- _Goal_
Using the records below, reproduce exactly the lines from the one containing "Please segment every instance of the white" through the end, and nothing more; skip the images.
** start Raw data **
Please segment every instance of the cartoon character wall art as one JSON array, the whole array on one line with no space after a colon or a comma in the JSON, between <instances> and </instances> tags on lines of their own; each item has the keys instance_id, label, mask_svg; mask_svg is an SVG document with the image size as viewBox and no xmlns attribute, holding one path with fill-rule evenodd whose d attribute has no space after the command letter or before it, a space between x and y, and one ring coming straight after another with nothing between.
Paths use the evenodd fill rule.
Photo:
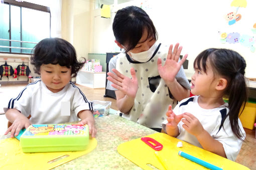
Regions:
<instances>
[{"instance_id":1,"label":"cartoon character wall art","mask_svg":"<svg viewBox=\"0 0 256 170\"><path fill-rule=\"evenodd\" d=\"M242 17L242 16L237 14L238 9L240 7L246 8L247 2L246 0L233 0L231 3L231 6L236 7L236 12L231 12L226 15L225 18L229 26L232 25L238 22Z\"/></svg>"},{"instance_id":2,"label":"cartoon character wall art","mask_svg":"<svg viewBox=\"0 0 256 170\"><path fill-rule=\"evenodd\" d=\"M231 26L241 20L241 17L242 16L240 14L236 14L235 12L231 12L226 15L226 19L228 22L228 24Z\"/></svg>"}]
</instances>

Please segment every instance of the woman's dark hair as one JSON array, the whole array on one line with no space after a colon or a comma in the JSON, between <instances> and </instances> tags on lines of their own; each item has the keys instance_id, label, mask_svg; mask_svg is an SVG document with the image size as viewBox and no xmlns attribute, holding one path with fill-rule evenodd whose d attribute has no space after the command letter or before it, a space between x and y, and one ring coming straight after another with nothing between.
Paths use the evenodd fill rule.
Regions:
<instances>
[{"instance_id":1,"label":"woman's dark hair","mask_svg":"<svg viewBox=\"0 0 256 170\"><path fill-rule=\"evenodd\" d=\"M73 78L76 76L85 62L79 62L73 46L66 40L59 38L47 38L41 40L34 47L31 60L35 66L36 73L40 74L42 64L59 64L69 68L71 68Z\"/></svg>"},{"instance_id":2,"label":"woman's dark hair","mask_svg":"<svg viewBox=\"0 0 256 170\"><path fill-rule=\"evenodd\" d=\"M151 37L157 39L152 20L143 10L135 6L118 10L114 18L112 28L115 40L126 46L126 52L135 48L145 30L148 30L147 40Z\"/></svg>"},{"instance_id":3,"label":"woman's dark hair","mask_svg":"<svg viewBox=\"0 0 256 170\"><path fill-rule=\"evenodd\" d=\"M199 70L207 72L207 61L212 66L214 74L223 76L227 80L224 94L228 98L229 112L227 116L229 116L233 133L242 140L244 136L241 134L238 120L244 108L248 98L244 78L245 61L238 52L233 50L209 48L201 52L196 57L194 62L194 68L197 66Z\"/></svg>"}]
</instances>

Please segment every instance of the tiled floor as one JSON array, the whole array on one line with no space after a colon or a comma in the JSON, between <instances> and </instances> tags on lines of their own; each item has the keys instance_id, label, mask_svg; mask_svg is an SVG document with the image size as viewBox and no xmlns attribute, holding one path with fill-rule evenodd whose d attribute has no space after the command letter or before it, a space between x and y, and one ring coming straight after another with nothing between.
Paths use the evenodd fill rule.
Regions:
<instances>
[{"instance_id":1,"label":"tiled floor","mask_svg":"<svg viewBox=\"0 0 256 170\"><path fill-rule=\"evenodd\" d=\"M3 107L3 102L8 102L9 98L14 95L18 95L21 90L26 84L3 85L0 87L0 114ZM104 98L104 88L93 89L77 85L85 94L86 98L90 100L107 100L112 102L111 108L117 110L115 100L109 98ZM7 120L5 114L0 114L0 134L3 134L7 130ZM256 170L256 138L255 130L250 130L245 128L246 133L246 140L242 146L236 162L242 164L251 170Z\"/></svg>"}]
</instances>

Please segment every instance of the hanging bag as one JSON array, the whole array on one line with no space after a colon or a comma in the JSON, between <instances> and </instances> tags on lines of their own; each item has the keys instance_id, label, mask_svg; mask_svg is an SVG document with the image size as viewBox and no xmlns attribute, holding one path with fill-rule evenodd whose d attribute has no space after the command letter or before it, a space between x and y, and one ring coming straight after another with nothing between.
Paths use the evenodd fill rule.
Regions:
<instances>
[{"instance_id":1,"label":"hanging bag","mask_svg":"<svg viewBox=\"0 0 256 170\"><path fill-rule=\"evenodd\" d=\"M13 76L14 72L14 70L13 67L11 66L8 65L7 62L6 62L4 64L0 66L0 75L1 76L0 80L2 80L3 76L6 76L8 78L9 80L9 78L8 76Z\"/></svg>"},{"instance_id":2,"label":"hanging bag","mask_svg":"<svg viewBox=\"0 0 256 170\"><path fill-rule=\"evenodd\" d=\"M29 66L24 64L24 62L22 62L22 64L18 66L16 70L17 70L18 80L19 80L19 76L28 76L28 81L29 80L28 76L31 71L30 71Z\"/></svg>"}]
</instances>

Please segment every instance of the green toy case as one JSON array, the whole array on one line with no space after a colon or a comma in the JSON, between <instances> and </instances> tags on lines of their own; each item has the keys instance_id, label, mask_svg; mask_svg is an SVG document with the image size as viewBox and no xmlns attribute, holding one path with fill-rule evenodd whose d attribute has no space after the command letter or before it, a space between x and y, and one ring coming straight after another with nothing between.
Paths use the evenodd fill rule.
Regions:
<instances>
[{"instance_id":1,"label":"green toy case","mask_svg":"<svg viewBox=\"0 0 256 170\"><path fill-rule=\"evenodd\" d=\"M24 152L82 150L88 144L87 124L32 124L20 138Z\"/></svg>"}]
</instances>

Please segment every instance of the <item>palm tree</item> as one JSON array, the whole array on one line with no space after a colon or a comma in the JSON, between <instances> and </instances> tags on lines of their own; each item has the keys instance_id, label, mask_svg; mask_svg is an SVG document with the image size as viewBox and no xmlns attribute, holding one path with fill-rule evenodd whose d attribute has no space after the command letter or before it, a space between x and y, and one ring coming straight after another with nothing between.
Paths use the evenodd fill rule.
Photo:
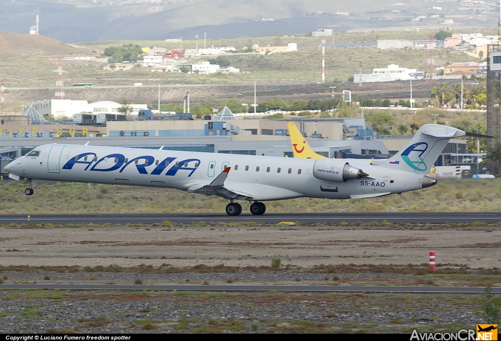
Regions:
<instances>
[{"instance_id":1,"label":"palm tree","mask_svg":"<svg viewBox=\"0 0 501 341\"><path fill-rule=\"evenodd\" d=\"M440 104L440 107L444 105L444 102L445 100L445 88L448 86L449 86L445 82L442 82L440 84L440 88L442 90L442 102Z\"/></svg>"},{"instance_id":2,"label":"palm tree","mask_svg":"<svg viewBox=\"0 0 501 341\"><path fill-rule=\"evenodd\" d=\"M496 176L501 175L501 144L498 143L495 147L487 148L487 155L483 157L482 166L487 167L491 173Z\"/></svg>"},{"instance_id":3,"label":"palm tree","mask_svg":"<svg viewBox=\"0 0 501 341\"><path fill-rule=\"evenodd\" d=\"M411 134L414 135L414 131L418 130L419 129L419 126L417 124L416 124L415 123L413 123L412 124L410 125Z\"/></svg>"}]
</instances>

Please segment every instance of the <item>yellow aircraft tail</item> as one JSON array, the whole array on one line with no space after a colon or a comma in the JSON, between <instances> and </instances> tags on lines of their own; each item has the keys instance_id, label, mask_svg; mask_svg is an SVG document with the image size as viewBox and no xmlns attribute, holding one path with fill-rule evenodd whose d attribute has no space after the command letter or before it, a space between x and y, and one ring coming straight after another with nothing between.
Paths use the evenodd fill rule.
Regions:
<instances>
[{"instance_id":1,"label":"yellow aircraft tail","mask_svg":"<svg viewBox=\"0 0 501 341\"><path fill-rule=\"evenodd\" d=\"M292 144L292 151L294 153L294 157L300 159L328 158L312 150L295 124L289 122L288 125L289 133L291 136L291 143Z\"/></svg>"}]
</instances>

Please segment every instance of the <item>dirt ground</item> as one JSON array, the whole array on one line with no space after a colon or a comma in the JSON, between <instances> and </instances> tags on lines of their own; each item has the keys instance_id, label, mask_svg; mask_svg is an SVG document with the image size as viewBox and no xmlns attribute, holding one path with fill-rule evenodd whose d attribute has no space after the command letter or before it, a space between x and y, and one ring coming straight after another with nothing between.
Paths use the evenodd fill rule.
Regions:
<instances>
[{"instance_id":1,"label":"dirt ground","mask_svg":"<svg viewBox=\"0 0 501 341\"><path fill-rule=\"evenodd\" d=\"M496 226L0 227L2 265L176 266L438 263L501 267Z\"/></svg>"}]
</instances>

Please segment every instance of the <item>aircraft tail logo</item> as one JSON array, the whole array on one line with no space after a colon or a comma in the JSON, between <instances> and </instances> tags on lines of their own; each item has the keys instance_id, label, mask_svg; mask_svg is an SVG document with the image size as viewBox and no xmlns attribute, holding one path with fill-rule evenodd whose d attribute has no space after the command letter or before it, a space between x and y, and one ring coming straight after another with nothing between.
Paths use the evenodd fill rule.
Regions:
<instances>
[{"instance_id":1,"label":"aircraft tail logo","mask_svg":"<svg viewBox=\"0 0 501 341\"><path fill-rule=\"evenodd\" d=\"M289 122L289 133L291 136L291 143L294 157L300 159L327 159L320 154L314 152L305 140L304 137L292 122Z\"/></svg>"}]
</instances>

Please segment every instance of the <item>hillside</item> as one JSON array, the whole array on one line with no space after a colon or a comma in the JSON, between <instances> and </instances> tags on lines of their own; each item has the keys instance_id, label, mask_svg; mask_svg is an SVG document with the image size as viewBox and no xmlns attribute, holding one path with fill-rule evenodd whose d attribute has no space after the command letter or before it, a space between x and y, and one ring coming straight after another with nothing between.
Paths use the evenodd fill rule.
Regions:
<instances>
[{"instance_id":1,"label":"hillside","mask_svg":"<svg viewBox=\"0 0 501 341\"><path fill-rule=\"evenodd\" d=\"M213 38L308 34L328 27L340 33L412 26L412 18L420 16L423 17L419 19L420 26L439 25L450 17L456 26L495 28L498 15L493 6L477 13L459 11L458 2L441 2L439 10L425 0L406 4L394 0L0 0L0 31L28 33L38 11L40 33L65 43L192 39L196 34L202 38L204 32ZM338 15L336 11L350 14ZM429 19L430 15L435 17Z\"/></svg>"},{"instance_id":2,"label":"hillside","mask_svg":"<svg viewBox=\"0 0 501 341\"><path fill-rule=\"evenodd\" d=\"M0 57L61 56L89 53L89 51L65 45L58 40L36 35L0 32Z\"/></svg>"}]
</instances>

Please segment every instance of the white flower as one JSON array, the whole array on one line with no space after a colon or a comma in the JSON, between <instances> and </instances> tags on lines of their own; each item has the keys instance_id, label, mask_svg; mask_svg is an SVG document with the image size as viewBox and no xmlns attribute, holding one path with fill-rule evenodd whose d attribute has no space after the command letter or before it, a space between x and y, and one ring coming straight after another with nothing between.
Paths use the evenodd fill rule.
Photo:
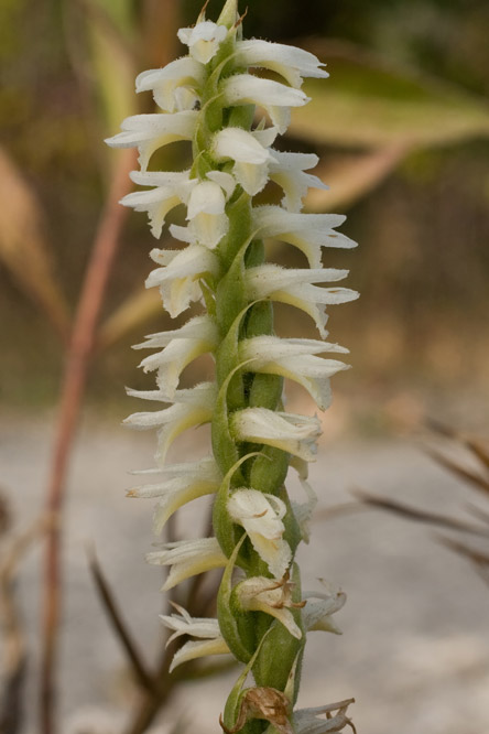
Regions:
** end Raw data **
- _Exercise result_
Please segment every instance of the white flower as one JSON array, the whole array on one line with no space after a colon or a comma in the JSON, between <instances> and </instances> tags on lines of their own; each item has the keys instance_id, label, mask_svg; mask_svg is an SVG document with the image size as viewBox and no xmlns attribute, holding one path with fill-rule evenodd whose d attribute has no space after the command letter or before it, a space between x and y, and one ring coming straight after another with nothing between.
Paths use the evenodd fill rule.
Photo:
Regions:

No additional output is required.